• _Your task_:
Each entry is to be output as written, so that none is missing.

• _Source data_:
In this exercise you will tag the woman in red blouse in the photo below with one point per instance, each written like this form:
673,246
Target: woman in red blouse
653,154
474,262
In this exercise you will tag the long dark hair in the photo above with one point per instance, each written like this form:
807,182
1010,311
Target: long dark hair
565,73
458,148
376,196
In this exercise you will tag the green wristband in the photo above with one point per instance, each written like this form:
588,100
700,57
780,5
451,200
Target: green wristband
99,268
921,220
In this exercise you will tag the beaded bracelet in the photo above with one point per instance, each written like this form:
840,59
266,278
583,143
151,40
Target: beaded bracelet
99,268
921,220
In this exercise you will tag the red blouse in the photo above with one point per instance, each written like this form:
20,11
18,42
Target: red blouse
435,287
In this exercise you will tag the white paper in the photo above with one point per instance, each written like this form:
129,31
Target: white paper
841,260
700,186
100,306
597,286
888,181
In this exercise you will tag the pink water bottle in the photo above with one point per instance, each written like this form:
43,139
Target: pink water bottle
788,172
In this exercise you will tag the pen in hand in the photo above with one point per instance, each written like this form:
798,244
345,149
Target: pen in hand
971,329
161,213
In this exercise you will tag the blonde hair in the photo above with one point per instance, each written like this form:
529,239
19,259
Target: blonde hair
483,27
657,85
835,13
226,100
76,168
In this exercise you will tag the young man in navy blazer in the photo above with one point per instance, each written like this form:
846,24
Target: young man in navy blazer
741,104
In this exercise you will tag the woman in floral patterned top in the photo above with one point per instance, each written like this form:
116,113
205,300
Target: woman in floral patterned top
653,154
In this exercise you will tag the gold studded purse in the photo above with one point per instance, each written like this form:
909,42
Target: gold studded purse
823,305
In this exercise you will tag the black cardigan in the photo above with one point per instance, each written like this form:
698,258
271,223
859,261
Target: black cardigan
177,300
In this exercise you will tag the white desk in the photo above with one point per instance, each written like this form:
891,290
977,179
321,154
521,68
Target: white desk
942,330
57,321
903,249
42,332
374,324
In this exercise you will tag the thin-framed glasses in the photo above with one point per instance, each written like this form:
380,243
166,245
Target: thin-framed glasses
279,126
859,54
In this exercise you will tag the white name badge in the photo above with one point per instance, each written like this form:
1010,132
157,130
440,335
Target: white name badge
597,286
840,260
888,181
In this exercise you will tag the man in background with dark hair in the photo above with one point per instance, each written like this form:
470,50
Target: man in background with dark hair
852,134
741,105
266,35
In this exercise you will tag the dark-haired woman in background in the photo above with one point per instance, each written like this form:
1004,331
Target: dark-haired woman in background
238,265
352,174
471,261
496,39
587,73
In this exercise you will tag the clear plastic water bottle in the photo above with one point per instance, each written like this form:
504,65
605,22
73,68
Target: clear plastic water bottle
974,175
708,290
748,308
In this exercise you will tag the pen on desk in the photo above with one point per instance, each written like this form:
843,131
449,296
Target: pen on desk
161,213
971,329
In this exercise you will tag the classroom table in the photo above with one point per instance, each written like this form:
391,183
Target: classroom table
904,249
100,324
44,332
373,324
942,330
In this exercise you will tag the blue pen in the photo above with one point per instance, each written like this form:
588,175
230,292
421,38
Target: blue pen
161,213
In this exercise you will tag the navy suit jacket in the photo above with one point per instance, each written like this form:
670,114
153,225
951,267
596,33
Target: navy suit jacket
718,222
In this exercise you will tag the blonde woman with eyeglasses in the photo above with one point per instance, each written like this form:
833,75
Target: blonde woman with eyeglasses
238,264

• _Answer section_:
In this exercise you will tag the woman in red blouse in the photo below with one point per instance, each written like this form:
673,246
Target: woman in red blouse
653,154
474,262
In this exercise you will tag the long dark hair in the photo above with one point per instance, each written like this form:
807,182
1010,311
Target: long dark hair
565,73
458,148
376,196
In this exercise you will tag the green wristband in the photo above with one point per instance, each written like this form:
588,100
700,57
780,5
451,200
Target: green wristband
99,268
921,220
In this exercise you will tag the beaded bracelet in the photo above with one point per instance, each written like this form:
840,59
266,278
583,143
151,40
Target: beaded bracelet
99,268
921,220
In this exercise you will tag the red blouse in the photo above with one point per instance, each written like this form:
20,11
18,42
Target: red blouse
435,287
In this exercise you will tag the white paper in the photo above with one point per instance, each written like this form:
129,31
Target: white paper
841,260
700,186
100,306
597,286
888,181
In this exercise you will tag the pink water bottle in the photo above with one point per instance, each written like this form:
43,139
Target: pink water bottle
788,172
In this exercise you will tag the pen in hand in the photo above with one point per instance, each written like this form:
798,244
345,149
Target: pen in hand
971,329
161,213
In this exercise you will tag the blonde hair in the photo above with one point per instance, each written like this form:
529,239
19,259
Target: blonde hair
483,27
657,85
835,13
226,100
76,168
In this exercise you will tag the young man in navy blazer in the photo above with one point per instance, each written like this form:
846,24
Target: young man in navy blazer
741,104
In this exercise you will tag the woman in floral patterned top in the photo above with one point per instance, each written like this form:
116,113
205,300
Target: woman in floral patterned top
653,154
In this exercise you will tag the gold studded purse in the photo above with one point per instance, each written like this form:
909,42
Target: gold studded purse
823,305
In this exercise you will tag the black cardigan in the photo above with one point per instance, each written like this form:
698,258
271,223
859,261
Target: black cardigan
177,300
In this exercise you will tag the white desk in the photo above with one point per instance, each written like this form:
891,290
977,179
321,154
521,68
Target: white desk
942,330
57,321
903,249
42,332
374,324
In this exercise you will tag the thin-framed glasses in the photo above with one point per instance, each written like this form:
380,243
166,245
Target: thin-framed glasses
279,126
859,54
In this exercise you will tag the white name badge in the photo above with one point per instance, each written like this form:
1010,132
157,130
440,335
Target: white name badge
597,286
840,260
888,181
In this exercise you will tag the man in background with dark hair in the photo above with one point per instance, each written like this form:
470,50
Target: man in background with dark hair
852,134
741,105
266,35
In this exercise you will tag the dark-haired woman in background in the photo above with one point per instance, each written like this form:
1004,331
Target: dark-haired woman in background
238,265
352,174
471,261
496,39
587,73
In this exercise you will tag the clear plastic water bottle in the photo above with one point per instance, each written like this form:
504,65
605,22
73,68
Target: clear plastic water bottle
974,175
708,290
748,308
In this exercise you will tag the pen on desk in the photo above with one point per instance, each written like this form:
843,131
449,296
Target: pen on desk
161,213
971,329
In this exercise you will tag the classroom table in the photo above with one point per instance, each written like this form:
391,183
Target: classroom table
904,249
100,324
44,332
373,324
942,330
In this exercise you will tag the blue pen in the photo above with one point per instance, each written like this form:
588,175
230,292
421,38
Target: blue pen
161,213
In this exercise you will tag the navy suit jacket in the photo above with one point per instance, each written like this form:
670,114
153,225
951,267
596,33
Target: navy suit jacket
718,222
In this exercise you will tag the blonde woman with eyeglasses in the photo above with one point per instance, each written like this form:
833,75
Target: blonde woman with eyeglasses
238,264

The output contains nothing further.